**Written instruction:** Reproduce all of the material word for word.

**Information given:**
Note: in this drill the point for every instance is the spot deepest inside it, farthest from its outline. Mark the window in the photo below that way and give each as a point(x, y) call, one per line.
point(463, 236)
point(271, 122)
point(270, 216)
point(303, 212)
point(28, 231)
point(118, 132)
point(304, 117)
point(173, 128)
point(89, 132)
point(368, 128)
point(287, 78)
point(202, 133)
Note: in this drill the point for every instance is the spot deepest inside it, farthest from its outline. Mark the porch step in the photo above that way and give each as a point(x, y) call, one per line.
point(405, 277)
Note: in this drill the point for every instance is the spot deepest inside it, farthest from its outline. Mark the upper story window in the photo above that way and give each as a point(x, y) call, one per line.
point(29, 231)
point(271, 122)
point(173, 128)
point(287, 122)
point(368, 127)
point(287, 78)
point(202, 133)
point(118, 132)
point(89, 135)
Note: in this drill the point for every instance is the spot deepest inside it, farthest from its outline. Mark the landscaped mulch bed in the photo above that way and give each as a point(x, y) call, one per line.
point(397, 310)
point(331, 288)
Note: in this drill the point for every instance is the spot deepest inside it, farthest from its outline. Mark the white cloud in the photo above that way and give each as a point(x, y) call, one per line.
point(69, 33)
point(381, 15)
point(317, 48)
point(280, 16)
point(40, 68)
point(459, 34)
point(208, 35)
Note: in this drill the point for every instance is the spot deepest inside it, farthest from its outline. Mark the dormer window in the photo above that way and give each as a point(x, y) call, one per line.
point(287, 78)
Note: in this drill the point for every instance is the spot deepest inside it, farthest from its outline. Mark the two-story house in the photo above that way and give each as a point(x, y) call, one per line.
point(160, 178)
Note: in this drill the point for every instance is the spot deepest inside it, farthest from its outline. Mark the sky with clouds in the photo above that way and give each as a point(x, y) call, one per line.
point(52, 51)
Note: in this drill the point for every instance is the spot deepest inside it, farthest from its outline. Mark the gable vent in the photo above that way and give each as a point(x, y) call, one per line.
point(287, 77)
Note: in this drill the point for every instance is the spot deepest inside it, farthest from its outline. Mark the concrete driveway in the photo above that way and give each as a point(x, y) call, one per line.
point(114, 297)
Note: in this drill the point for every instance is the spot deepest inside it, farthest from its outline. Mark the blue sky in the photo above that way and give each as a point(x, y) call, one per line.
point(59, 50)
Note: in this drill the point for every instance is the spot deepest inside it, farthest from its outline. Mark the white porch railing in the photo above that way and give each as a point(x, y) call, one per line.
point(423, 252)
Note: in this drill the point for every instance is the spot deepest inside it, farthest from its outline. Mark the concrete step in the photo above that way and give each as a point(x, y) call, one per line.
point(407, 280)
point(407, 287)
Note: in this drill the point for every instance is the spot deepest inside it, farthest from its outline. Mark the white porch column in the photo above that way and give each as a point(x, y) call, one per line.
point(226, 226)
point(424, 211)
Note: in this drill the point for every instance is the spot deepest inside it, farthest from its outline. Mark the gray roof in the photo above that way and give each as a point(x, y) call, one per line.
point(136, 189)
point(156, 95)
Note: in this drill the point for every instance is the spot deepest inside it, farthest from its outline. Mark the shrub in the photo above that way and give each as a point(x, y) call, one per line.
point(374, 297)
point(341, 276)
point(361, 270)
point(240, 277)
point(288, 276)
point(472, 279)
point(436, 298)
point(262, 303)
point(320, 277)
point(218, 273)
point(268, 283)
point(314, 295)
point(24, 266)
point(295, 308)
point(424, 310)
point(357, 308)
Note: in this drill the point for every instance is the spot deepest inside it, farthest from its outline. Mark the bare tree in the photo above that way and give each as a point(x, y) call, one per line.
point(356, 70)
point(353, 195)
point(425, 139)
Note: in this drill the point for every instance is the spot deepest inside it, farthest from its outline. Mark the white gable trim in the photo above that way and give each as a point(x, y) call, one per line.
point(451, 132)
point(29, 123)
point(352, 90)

**Response to the exercise:**
Note: in this drill the point for every instance is the spot deepest inside it, farthest from its outline. Mark the window in the photo below that way and give each as a point(x, y) call, one per line.
point(463, 236)
point(271, 122)
point(270, 216)
point(303, 212)
point(28, 231)
point(118, 132)
point(304, 117)
point(173, 128)
point(89, 132)
point(368, 128)
point(287, 78)
point(202, 133)
Note: in this drill the point for every instance is the spot deepest inside it, farthest from its outline. Mark the porch step in the photo above that way and give each as a point(x, y) call, one per line.
point(405, 277)
Note: in this drill the point for every instance is the spot deepest inside it, farthest from its outline. Mark the upper story window in the photo above that way and give each as a point(x, y) call, one per line.
point(29, 231)
point(271, 122)
point(173, 128)
point(287, 122)
point(368, 127)
point(287, 78)
point(202, 133)
point(118, 132)
point(89, 135)
Note: in this drill the point for every instance is the spot deepest inside it, farthest from its outline. Mark the landscaped mulch bed in the photo above that way and give each as a point(x, y) call, one per line.
point(397, 310)
point(331, 288)
Note: in this drill the point for every instance is the spot deepest inside it, farthest from its outline. Mark the white cloud in the photo above that way and give each as a point(x, y) call, one per line.
point(69, 33)
point(381, 15)
point(317, 48)
point(280, 16)
point(40, 68)
point(459, 34)
point(208, 35)
Note: in this drill the point for every instance is the spot deepest inside it, farthest from its outline. Mark the dormer window in the photo above that way and give each as a point(x, y) call, one per line.
point(287, 78)
Note: in this drill the point for every instance is the spot deepest inside it, farthest from its outline. Mark the two-story house in the photo above that way and give each as a point(x, y) call, one per line.
point(160, 178)
Note: in this drill the point for every instance is the spot deepest inside it, farthest from its outline. Mark the sky with clouds in the photo above that way and give each as a point(x, y) call, one per line.
point(52, 51)
Note: in this drill the point for every instance is the spot deepest inside it, farthest from its outline. Mark the gable vent in the photo above that way and give each as a point(x, y) call, one per line.
point(287, 77)
Note: in this drill the point for every instance is the spot deepest inside it, farthest from its outline. Mark the concrete driveway in the photo above that way and give each as a point(x, y) call, one per line.
point(114, 297)
Note: in this drill the point for every instance is the spot deepest inside it, farthest from its outline. Mark the blue sky in the photo above that way and give each as a point(x, y) call, one per line.
point(59, 50)
Note: in this drill the point for every instance is the spot deepest inside it, farthest from its outline. Mark the white porch railing in the photo above that way and give each as a point(x, y) call, one per line.
point(423, 252)
Note: in this drill the point for every instance is the spot deepest inside it, farthest from its outline. Mark the concrete step in the photo above that way and give each as a point(x, y) call, one per line.
point(407, 280)
point(407, 287)
Note: in this drill the point for every instance is the spot deepest inside it, farthest from its outline. Mark the white porch column in the photo above that way and give each as a point(x, y) call, one per line.
point(226, 226)
point(424, 211)
Note: in this drill the point for every instance is the spot deepest inside it, farthest from its outline. Mark the gray roof in the photo above that way and give each as a point(x, y) call, one per line.
point(136, 189)
point(156, 95)
Note: in this drill the point for every instance is the spot deepest inside it, farthest from its outline. Mark the shrub in the photo above that way and give each as a point(x, y) call, one per line.
point(374, 297)
point(341, 276)
point(361, 270)
point(240, 277)
point(288, 276)
point(472, 279)
point(436, 298)
point(262, 303)
point(320, 277)
point(218, 273)
point(268, 283)
point(314, 295)
point(24, 266)
point(295, 308)
point(424, 310)
point(357, 308)
Note: in this drill the point for every instance is the spot deepest inside it, farthest from its outline. Mark the bare tree in the photo above that way and give each as a point(x, y) call, one per line.
point(356, 70)
point(353, 195)
point(425, 139)
Note: in this drill the point for every instance is the spot deepest inside it, farthest from its outline. Mark the white gable trim in the photo above that way and give each as a point(x, y) call, one per line.
point(451, 132)
point(29, 123)
point(352, 90)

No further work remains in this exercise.